- [Problemas]
**A.** Indica, según el texto sobre la historiografía del si condicional, desde qué lugar presidiría el mariscal de Ayacucho la Gran Colombia.
**B.** Escribe la continuación del texto sobre la historiografía del si condicional a partir de su última oración.

- [Texto proporcionado]
▬▬▬

Se ha puesto de moda un ejercicio no de science fiction sino de ficción académica que podemos llamar la historiografía del if, del si condicional. ¿Qué hubiera pasado si no hay Revolución Francesa o Primera Guerra Mundial o si Hitler no llega al poder? Pronto alguien imaginará cómo sería nuestro presente si, tras la victoria de Antonio José de Sucre en Ayacucho contra el virrey José de la Serna, no se produce la ruptura entre Bolívar y San Martín. El Congreso Anfictiónico de Panamá prosigue en Tacubaya, como estaba planeado. Se cumple el sueño bolivariano de la Gran Colombia, el inmenso país de lengua española, presidido desde el castillo de Chapultepec por el mariscal de Ayacucho.

▬▬▬

- [Datos proporcionados]
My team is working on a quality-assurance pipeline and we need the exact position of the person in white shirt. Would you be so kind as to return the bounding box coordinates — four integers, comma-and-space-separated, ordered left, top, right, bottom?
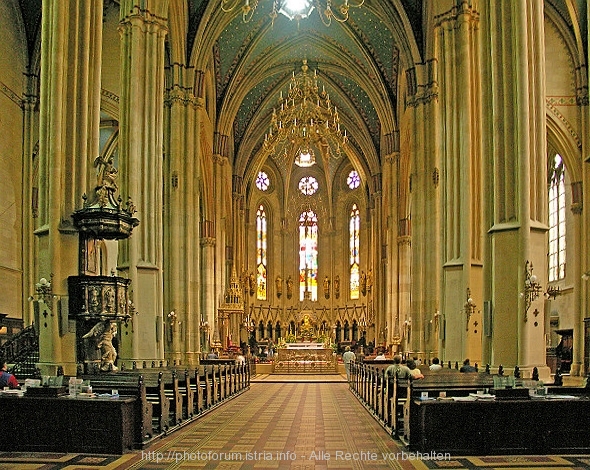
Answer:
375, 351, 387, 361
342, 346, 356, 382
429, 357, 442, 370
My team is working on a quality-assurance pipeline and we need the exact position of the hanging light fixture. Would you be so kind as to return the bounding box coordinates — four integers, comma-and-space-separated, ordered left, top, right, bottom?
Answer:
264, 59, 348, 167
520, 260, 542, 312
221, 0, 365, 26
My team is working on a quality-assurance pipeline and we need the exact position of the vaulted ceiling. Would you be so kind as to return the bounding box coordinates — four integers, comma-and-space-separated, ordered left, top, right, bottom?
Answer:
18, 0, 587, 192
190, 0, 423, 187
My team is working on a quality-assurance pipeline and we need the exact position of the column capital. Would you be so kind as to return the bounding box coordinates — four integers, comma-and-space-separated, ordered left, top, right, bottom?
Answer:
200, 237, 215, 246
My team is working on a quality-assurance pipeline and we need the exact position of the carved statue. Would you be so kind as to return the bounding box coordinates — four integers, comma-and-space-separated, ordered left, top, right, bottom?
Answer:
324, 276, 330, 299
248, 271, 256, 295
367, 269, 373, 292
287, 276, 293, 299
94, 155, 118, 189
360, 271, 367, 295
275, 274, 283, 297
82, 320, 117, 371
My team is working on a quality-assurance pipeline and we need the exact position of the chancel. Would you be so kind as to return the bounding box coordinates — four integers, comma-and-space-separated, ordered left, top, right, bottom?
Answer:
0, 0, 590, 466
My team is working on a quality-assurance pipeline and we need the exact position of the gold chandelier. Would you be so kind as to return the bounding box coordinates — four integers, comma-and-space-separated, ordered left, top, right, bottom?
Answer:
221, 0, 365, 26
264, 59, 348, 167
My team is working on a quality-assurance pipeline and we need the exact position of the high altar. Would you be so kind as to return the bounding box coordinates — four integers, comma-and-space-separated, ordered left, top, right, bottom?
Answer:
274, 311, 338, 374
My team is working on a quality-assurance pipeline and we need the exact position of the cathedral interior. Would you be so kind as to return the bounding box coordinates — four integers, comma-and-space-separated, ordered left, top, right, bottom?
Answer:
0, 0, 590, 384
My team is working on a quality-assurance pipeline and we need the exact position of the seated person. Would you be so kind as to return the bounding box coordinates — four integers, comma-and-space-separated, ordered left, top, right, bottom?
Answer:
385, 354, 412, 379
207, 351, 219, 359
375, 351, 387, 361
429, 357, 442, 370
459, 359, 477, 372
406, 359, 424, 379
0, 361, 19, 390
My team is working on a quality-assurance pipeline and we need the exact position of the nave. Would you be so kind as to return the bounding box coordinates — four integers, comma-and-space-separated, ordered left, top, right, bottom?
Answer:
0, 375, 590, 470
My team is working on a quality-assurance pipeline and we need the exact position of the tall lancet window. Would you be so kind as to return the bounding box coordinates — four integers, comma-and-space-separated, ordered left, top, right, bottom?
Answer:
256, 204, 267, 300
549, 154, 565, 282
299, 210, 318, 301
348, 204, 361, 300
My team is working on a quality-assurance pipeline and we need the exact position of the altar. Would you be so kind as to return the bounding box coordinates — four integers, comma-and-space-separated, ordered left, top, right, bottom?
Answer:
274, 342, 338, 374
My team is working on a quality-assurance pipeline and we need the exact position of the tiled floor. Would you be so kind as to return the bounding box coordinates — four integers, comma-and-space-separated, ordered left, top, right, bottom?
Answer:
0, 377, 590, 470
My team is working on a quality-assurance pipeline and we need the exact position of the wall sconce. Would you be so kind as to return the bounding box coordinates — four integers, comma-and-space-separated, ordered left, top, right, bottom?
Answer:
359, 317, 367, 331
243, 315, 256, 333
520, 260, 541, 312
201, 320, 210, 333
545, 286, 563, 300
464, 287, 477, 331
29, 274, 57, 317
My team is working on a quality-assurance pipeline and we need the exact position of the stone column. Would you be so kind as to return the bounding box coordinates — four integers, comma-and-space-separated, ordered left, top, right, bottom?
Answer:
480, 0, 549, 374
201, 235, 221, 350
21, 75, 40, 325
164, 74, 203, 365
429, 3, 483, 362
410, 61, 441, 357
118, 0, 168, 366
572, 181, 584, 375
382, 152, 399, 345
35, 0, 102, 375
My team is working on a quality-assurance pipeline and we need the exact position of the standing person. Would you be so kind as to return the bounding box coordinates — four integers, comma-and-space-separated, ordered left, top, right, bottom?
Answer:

▬▬▬

- [Respuestas finales]
**A.** Desde el castillo de Chapultepec.

**B.**
Salimos del siglo XX mucho peor de como entramos. Invocar aquella posibilidad suena a broma pesada. Sin embargo, al menos en un campo la promesa se cumplió. Hay una gran literatura continental y su comienzo y su base fue el modernismo. Nada más justo, pues, que el 9 de diciembre de 1924, al llegar el centenario de la victoria sudamericana sobre el ejército realista, el presidente Leguía del Perú invitara a hablar a los tres grandes poetas sobrevivientes: su compatriota José Santos Chocano, Guillermo Valencia, de Colombia, y el más célebre, Leopoldo Lugones, de Argentina.
Muerto Rubén Darío, Ramón López Velarde le dio a Lugones el cetro y la corona, por encima de la admiración que le inspiraba Amado Nervo, “nuestro as de ases, el poeta máximo nuestro” (de los mexicanos). Nervo no le hizo sombra mucho tiempo: murió en 1919 y en Montevideo, enamorado de una joven que iba a ser la tía del Che Guevara. Lugones era el Borges de ese momento. Mientras Chocano leía su oda a la victoria de Sucre nadie se imaginaba que el modernismo estaba a punto de terminar allí mismo en Ayacucho, extraño lugar que en 1980 se convertiría en cuartel general de Sendero Luminoso.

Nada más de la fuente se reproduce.